--- RECORDS FOR THE EXERCISE ---
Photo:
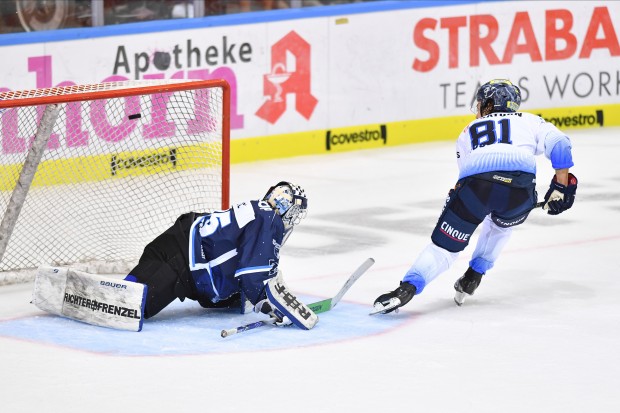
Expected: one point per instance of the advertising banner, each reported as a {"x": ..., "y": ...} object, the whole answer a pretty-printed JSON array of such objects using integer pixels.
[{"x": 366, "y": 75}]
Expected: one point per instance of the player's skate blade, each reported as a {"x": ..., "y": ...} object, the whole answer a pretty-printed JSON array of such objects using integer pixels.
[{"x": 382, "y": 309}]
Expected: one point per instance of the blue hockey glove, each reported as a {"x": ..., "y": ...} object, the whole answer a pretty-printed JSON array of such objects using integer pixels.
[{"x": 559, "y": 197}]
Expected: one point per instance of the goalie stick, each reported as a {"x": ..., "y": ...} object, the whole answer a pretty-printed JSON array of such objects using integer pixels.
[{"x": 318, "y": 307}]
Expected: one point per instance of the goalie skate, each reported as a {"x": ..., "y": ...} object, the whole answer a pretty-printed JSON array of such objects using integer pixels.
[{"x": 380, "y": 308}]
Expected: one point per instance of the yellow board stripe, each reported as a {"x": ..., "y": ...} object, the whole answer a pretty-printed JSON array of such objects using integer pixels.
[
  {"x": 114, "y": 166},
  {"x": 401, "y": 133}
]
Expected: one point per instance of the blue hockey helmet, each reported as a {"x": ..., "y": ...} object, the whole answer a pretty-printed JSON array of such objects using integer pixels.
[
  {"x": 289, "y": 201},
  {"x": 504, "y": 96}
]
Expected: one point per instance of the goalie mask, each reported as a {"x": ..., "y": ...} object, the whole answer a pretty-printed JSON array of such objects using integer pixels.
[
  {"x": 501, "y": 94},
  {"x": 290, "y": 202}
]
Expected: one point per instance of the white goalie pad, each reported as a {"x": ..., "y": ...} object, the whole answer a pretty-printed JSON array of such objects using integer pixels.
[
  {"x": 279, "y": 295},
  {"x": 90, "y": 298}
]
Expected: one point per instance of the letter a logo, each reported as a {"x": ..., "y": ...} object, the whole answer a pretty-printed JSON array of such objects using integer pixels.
* * *
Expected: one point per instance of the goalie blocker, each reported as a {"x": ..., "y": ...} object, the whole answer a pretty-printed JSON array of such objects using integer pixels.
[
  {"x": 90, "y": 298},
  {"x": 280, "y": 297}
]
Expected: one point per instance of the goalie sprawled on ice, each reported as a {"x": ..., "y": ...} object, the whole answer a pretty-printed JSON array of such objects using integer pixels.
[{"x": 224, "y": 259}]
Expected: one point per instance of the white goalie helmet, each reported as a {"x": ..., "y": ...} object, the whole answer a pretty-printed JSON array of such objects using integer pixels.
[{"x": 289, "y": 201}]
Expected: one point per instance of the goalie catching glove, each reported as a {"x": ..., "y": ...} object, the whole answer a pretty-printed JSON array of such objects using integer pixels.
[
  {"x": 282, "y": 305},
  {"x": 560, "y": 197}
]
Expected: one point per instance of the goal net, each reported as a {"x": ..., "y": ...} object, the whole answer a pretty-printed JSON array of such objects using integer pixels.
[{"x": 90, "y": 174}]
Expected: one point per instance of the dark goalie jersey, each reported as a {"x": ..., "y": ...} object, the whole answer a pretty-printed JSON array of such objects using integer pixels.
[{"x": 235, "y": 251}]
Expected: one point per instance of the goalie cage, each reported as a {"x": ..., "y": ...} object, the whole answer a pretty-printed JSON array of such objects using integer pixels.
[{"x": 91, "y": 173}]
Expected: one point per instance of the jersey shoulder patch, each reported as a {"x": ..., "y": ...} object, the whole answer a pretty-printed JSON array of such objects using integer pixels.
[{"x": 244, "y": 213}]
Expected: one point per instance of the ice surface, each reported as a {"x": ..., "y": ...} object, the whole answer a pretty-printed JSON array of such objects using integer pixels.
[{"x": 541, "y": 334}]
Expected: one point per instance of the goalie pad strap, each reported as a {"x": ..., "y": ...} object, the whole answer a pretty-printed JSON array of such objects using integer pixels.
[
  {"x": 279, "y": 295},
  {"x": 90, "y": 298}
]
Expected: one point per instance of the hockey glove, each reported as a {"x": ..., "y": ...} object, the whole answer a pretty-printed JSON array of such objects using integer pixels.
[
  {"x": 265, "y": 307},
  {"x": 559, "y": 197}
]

--- WORK TO BE COMPLETED ---
Take the listing above and repeat exactly the lines from the one containing "Expected: one point per instance of the goalie stick, each" through the one containing "Expected: one point per instance of the letter", both included.

--- WRITTEN SOLUTION ---
Expected: one point per instance of the goalie stick, each reported as a {"x": ..., "y": ...} object, the whole answer a pretty-printed JSON array of such objects using integer pixels.
[{"x": 318, "y": 307}]
Expected: one point per instance of the goalie skate, each reported as a {"x": ..., "y": ...} object, the whole answer a pretty-printed JSON array of such objects using integer pixels.
[{"x": 380, "y": 308}]
Expected: one point per instance of the yellow board stripe, each reported as a {"x": ..., "y": ...} object, the whole answer a pretty-printed JSON array of such objects using integer pixels.
[
  {"x": 114, "y": 166},
  {"x": 401, "y": 133}
]
Expected: one point per instance of the blue hockey helmet, each reported as a {"x": ..., "y": ...} object, the whole answer a pretty-printed JSON array of such objects using integer pixels.
[
  {"x": 289, "y": 201},
  {"x": 504, "y": 96}
]
Expected: one point per instance of the goalie mask, each reported as a {"x": ..., "y": ...} object, the whole answer a pretty-printed JSON array of such objects using integer pixels.
[
  {"x": 501, "y": 94},
  {"x": 290, "y": 202}
]
Expected: one point per instance of the white goalie pad, each reported as a {"x": ..., "y": ...} object, the whole answer a pretty-printed JSON array of such objects using integer pixels.
[
  {"x": 279, "y": 295},
  {"x": 90, "y": 298}
]
Expected: one point per instance of the letter a logo, each reported as a {"x": ..., "y": ...} object, the whole answer a pretty-printed JSON array of such objects using integer pixels.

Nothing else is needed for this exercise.